## Directions:
For the listing below, output exactly the lines from the line with "Practice step: pick out every instance of the turbine nacelle" up to and including the line with "[(420, 267), (314, 176), (88, 249), (573, 95)]", and no other lines.

## Given records:
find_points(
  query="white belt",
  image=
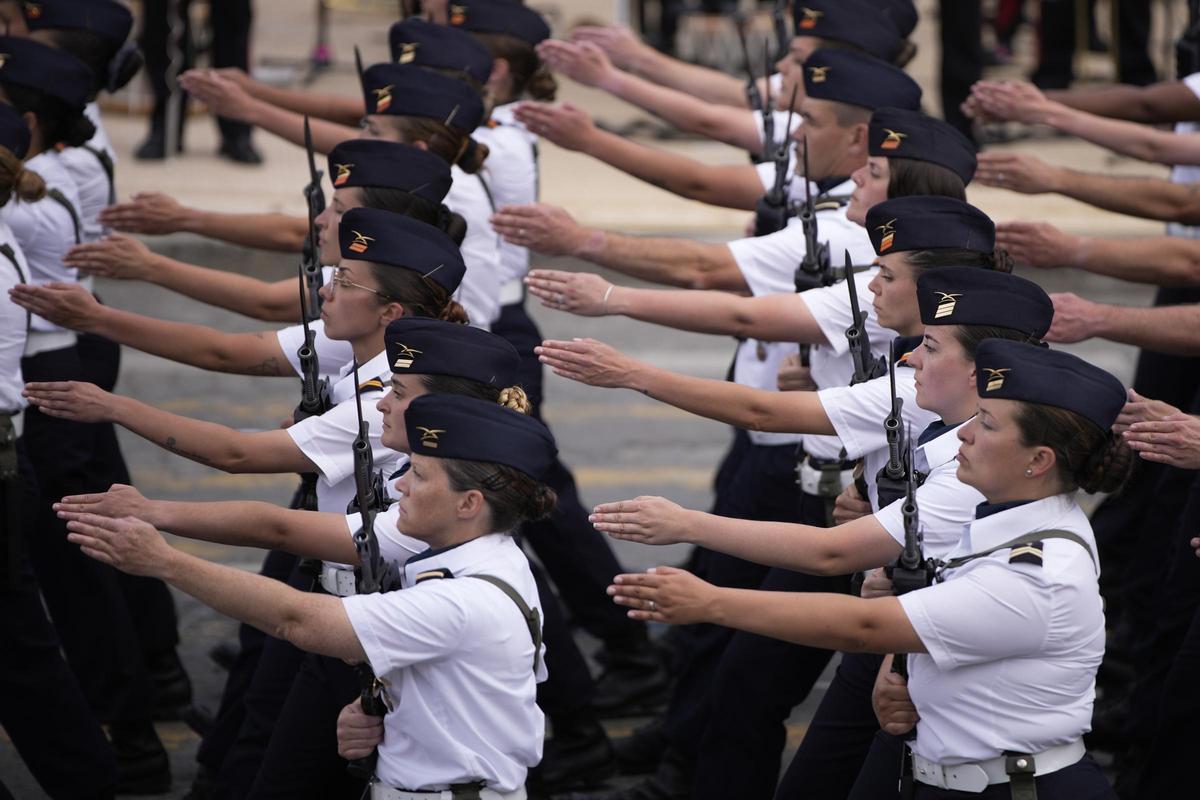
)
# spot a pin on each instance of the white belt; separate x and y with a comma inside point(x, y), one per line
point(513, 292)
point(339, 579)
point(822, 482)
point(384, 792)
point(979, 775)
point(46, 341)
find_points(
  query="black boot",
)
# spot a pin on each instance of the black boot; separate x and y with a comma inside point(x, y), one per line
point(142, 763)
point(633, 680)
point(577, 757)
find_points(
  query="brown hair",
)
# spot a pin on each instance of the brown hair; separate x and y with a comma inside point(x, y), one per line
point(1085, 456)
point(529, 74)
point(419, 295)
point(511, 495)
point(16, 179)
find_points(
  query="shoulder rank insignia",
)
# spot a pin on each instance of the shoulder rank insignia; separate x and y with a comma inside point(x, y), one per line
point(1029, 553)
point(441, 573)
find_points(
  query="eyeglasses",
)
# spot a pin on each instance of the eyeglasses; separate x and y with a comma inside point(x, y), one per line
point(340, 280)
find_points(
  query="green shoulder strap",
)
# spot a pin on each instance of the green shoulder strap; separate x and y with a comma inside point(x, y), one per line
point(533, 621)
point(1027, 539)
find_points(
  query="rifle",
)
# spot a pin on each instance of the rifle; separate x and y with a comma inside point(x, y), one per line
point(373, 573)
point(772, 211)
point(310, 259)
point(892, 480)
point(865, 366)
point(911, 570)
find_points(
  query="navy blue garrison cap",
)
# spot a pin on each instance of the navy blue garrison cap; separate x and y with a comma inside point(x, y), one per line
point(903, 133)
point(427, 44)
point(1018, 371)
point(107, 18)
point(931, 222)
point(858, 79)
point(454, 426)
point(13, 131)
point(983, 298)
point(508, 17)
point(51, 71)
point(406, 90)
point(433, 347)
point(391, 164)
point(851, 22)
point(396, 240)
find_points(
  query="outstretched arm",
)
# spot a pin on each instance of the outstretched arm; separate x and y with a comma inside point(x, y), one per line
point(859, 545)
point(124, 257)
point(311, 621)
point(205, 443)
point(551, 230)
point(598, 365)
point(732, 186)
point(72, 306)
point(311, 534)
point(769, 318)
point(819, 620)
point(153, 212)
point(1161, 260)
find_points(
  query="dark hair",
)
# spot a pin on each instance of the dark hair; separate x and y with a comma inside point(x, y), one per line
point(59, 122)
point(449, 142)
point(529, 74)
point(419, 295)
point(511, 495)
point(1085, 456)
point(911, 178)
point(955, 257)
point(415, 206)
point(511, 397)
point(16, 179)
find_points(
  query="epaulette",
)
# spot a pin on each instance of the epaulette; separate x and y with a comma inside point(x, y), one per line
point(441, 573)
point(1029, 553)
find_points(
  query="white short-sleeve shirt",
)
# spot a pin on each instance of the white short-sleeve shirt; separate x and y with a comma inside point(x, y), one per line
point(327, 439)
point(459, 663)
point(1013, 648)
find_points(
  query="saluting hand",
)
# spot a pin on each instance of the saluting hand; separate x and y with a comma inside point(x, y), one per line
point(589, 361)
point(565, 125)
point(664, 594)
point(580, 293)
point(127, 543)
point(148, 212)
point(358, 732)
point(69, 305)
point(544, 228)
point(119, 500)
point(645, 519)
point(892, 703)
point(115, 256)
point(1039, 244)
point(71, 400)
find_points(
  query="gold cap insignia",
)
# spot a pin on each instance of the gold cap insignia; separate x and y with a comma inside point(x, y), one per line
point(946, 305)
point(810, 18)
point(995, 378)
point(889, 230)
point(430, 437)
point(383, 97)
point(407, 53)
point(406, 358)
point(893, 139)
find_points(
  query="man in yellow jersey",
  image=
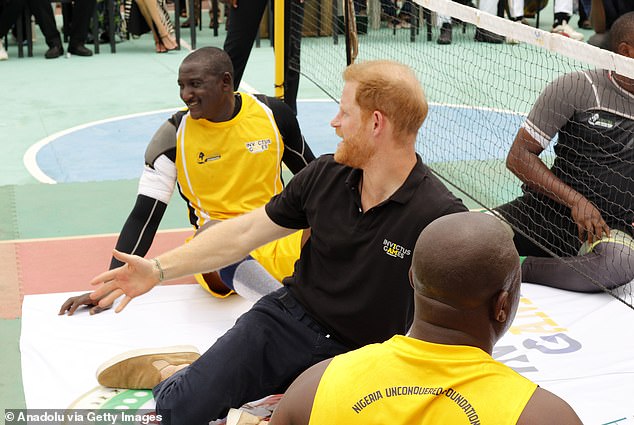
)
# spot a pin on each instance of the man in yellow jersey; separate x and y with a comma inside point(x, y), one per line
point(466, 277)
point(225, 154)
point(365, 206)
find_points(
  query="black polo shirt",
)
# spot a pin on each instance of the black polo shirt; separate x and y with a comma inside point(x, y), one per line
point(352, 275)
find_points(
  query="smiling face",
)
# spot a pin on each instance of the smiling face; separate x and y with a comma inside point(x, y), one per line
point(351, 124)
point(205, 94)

---

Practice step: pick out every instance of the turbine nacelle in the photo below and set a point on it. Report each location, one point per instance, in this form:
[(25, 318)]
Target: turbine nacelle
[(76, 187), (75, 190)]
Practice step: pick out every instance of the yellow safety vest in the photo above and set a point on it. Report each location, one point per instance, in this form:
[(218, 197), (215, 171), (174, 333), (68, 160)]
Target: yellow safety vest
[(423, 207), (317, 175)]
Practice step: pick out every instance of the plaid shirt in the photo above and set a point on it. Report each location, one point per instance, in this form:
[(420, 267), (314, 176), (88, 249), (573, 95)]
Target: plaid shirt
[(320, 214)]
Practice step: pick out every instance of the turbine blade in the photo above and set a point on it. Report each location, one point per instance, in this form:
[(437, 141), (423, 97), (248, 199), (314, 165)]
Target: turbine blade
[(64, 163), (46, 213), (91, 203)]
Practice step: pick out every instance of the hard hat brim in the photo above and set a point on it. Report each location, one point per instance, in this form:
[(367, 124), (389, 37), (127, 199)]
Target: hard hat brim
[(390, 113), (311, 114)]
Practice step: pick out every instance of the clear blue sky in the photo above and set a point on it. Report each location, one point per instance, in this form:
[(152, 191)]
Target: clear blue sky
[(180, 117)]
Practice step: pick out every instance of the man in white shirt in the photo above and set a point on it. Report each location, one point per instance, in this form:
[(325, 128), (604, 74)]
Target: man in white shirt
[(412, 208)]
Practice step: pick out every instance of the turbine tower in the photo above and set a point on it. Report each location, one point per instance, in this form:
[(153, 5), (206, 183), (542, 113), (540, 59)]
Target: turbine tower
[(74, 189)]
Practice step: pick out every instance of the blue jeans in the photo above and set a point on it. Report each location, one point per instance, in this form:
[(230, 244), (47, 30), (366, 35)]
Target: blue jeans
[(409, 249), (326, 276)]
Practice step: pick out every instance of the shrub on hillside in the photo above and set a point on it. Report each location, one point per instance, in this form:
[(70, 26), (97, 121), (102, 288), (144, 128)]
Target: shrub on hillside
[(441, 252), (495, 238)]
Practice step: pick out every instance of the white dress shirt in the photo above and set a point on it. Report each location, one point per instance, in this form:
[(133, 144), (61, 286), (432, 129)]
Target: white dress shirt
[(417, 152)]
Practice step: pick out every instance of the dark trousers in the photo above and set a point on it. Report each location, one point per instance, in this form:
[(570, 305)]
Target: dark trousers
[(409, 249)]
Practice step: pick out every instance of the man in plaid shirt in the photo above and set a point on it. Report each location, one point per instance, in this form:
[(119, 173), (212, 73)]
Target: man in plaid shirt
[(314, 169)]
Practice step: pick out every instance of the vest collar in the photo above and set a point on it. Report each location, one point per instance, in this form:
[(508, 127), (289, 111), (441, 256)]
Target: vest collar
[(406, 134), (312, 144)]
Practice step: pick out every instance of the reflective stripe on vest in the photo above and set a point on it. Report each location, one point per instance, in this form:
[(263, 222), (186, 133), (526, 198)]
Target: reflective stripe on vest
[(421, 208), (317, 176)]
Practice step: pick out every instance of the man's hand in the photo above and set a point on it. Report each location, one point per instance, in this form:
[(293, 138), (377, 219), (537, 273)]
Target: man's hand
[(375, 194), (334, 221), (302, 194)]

--

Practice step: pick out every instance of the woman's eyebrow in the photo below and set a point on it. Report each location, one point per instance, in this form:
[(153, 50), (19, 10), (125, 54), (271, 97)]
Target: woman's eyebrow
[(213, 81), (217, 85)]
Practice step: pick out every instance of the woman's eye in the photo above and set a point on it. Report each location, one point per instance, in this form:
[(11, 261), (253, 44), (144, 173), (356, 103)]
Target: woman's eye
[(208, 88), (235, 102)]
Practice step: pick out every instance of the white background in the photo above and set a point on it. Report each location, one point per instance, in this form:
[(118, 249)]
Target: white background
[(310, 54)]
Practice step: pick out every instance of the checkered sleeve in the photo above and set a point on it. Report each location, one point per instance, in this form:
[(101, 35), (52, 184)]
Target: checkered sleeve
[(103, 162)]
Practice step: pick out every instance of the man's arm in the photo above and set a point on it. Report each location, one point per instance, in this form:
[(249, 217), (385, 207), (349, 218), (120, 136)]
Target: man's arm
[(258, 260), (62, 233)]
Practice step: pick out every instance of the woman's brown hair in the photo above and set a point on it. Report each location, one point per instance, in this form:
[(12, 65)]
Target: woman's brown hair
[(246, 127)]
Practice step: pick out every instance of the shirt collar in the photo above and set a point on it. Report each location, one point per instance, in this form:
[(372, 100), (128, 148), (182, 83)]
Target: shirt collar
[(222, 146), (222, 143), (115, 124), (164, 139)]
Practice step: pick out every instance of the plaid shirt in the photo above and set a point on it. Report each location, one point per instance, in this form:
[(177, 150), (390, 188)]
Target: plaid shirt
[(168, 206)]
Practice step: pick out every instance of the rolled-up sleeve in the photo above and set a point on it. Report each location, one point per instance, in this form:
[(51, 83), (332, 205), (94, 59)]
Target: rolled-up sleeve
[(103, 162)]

## Problem solution:
Practice step: pick out every instance of the turbine nacelle in the photo below and set a point on it. Report each location, one point per instance, in this form:
[(25, 318)]
Target: turbine nacelle
[(76, 187), (75, 190)]
Practice step: pick out every instance of the yellow safety vest in the photo above and set a point on it. Report each location, one point per instance, in this form:
[(218, 197), (215, 171), (174, 333), (68, 160)]
Target: yellow safety vest
[(423, 207), (317, 175)]
Practice step: pick out every instance of the plaid shirt in the photo above and set a point on it. Report each location, one point per instance, in this form:
[(420, 267), (314, 176), (88, 249), (573, 95)]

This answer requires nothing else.